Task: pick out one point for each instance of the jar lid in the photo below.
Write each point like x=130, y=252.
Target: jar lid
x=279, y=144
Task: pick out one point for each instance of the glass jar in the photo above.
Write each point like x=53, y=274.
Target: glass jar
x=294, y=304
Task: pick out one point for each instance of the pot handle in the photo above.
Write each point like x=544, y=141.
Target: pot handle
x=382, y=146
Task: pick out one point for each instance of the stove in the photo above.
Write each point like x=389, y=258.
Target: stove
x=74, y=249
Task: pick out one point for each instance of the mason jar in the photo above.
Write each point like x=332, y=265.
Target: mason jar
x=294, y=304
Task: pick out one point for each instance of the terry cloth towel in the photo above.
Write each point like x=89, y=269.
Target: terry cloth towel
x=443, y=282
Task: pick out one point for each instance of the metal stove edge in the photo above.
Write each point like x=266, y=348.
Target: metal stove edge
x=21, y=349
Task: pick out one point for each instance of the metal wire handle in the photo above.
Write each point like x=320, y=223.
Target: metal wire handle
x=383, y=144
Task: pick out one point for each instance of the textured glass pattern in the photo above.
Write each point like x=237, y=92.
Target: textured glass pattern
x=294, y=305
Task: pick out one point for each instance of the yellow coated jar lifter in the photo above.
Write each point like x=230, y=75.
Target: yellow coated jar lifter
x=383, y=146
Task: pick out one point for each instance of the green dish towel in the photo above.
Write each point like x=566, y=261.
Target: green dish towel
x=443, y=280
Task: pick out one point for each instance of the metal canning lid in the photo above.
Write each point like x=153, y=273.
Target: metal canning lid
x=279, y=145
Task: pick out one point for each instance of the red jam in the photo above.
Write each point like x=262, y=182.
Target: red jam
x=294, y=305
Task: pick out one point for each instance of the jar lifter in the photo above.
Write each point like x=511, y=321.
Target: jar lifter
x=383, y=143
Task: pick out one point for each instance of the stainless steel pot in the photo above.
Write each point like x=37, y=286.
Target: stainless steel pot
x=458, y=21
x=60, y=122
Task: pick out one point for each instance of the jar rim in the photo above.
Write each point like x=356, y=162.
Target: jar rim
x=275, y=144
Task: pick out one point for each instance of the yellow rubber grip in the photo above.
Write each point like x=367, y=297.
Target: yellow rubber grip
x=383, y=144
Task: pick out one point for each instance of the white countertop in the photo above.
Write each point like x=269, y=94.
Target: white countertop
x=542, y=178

•••••

◆ **Written instruction**
Please write out again the stretch from the line containing "the jar lifter in the photo above." through the end of the records, requests included, and nothing else. Multiply each answer coordinate by 1.65 and round it to a whole number, with halves rounding up, while leaving the requests and their format samples as they are.

◆ **The result**
Task: pick out one point for each instance of the jar lifter in the photo above.
Write each point like x=511, y=321.
Target: jar lifter
x=632, y=236
Task: pick out one point for each instance of the stainless steel pot in the photo above.
Write each point like x=37, y=286.
Target: stainless steel pot
x=756, y=35
x=99, y=201
Task: pick out one point for each instance of the jar rim in the photo above.
Write each point like x=356, y=162.
Target: jar rim
x=454, y=238
Task: pick out one point for each instance of the yellow rubber grip in the photo above.
Write each point like x=367, y=297.
Target: yellow rubber grip
x=632, y=238
Task: pick out one point for each instance of the white countertop in the photo above.
Write each point like x=269, y=94.
Target: white countertop
x=894, y=294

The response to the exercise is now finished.